#### DOCUMENT EXCERPT:
Skip to main content

Voronin Cup full results and pictures

Tatiana Nabieva and Russian team choreographer Olga Burova. Here they are with a friend, practising for a caption competition for the RGF website. Advance entries at welcome at this website.


The Russian Gymnastics Federation has now published full results of the Voronin Cup, including the senior and junior competitions (team, all around and individual apparatus) and all the judges' assignments. 

Interesting to see Anastasia Sidorova take the highest floor score in the women's all around (14.75) and second on vault (14.6).  None of the Russian seniors barring Komova competed in apparatus finals, and all of them steered clear of vault final.  Vault appears to be a relative weakness for the Russian women, and I guess this apparatus may lose them the Olympic team title when considering the overwhelming reliability and power of the US women.

#### DATA TO USE:
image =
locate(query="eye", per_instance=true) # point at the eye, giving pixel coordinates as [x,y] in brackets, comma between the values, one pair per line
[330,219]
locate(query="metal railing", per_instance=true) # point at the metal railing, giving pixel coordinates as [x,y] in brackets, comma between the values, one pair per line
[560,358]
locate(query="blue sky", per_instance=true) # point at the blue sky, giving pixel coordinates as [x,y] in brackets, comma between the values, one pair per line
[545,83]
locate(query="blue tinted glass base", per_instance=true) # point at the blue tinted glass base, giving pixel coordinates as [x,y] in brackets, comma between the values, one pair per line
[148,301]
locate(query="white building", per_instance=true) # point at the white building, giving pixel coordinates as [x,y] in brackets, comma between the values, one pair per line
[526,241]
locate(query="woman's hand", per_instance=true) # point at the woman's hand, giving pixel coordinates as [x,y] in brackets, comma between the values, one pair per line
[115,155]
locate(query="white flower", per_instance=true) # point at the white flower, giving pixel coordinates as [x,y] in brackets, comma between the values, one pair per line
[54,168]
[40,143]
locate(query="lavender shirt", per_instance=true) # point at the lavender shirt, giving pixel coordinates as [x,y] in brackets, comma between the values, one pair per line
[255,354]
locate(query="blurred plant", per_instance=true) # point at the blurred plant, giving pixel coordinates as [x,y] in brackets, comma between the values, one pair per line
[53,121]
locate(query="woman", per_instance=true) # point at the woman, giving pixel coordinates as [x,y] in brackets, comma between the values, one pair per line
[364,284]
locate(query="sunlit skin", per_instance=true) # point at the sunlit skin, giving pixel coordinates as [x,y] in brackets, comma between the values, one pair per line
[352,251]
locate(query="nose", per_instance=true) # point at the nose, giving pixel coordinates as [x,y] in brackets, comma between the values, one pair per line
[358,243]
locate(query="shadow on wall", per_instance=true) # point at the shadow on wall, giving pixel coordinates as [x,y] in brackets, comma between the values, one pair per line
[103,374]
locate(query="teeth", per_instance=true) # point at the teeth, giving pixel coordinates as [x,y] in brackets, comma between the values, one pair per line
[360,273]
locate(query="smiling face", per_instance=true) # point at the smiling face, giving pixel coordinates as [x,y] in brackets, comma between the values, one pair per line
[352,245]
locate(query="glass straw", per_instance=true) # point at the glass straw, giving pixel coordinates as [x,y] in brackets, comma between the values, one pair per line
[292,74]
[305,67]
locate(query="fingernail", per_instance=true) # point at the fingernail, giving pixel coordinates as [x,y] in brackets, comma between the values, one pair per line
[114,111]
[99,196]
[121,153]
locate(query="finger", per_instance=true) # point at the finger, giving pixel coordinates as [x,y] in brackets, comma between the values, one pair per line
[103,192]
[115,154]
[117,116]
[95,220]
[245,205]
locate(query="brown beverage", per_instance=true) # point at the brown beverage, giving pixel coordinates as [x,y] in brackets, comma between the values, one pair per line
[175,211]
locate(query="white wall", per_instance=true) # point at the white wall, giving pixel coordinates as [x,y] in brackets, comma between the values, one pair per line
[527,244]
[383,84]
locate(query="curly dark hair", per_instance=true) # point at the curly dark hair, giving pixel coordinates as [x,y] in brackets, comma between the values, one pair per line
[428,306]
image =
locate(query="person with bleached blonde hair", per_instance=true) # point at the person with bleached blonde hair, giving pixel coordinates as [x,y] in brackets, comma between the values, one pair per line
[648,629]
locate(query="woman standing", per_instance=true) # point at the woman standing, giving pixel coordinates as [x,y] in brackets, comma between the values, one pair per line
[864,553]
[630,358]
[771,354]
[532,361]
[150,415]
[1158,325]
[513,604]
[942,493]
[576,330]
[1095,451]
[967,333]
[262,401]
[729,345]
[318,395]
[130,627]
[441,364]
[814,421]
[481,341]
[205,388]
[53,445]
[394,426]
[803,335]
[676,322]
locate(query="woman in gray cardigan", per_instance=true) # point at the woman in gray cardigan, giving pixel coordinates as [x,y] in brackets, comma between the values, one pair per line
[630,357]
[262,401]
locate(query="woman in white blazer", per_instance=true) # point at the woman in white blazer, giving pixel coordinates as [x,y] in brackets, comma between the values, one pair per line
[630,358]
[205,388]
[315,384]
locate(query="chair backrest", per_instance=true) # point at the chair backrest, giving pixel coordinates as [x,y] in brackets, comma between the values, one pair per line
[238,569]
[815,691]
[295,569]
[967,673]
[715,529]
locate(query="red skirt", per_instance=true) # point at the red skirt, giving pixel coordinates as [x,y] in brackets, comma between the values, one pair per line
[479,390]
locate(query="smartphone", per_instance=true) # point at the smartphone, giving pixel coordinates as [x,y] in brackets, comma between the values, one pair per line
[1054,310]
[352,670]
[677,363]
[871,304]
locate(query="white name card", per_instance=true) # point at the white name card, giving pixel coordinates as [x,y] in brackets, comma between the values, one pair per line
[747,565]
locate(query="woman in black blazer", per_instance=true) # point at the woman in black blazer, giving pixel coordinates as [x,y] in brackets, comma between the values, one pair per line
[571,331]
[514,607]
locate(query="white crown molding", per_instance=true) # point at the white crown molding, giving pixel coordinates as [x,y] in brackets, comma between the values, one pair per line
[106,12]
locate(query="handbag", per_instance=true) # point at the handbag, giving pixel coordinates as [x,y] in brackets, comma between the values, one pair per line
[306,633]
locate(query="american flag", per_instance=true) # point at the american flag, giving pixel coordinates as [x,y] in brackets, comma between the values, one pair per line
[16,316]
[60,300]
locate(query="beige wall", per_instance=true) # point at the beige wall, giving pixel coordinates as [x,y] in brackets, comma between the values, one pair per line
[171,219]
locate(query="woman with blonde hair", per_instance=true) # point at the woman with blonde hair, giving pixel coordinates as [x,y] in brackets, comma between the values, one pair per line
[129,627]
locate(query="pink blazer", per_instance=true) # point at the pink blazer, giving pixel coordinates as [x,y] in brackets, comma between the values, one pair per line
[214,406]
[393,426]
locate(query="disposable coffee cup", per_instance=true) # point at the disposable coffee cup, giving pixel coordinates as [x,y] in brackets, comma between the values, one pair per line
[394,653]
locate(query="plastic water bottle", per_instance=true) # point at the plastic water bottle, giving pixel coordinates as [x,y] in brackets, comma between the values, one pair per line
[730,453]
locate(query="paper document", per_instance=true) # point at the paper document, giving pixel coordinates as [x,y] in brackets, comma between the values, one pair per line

#### SHORT EXERCISE 1:
Tally the lines of the listing that contain the string "blonde", matching case exactly, and reply with only the number.
#### SHORT EXERCISE 2:
Supply the next part of the Voronin Cup report, starting right after its final sentence.
The Voronin Cup report and the listing are unrelated material.

#### EXPECTED ANSWER 1:
2

#### EXPECTED ANSWER 2:
Sidorova was the standout of the new generation (NB, in the absence of her close rival Anastasia Grishina who was home with flu).  With the exception of Aliya Mustafina, no one from the gold medal winning team at the 2010 world championships finished in the top group of gymnasts (Tanya Nabieva, who contributed solidly at last autumn's World Championships, was resting her sore back).  The Mustafina, Komova and Sidorova generations are deep and talented, and a rapid turnover of senior team members is developing.  Mustafina appears to be the dominant force here and she has taken a huge step at this competition with her psychological return to competition.  The All Around has an interesting interview on this subject here with coach Alexander Alexandrov.

We shall have to see if the team stabilises post 2012 or if a similar pace of change continues.

2004 and 2008 Olympian Anna Pavlova continues to score highly on beam (top score of 14.85 in the AA; 3rd in the apparatus final) and vault (3rd with 14.35; matched placing in the apparatus final) but I suspect her stamina not to be the same of those currently making the national team, and additionally her psychological vulnerability makes her too uncertain a team mate for the unforgiving 3-3 competition format.

Pictures of the competition are available here.

Picture of Nabieva and Burova by kind permission of the Russian Gymnastics Federation.

Comments

  1. To be fair, the only members of the 2010 team that competed were Myzdrikova and Mustafina. This is why none of them were in the top groups. Dementyeva was at a Gala. Semenova is pretty much done. As you mentioned Nabieva has a sore back. Afanasyeva opted out of competing because she just came back from Mexico and wanted to take a rest. Afanasyeva could have medal in AA and could of had the top score on FX since her AA score in Mexico was 58.05 and her floor was an impressive 14.900.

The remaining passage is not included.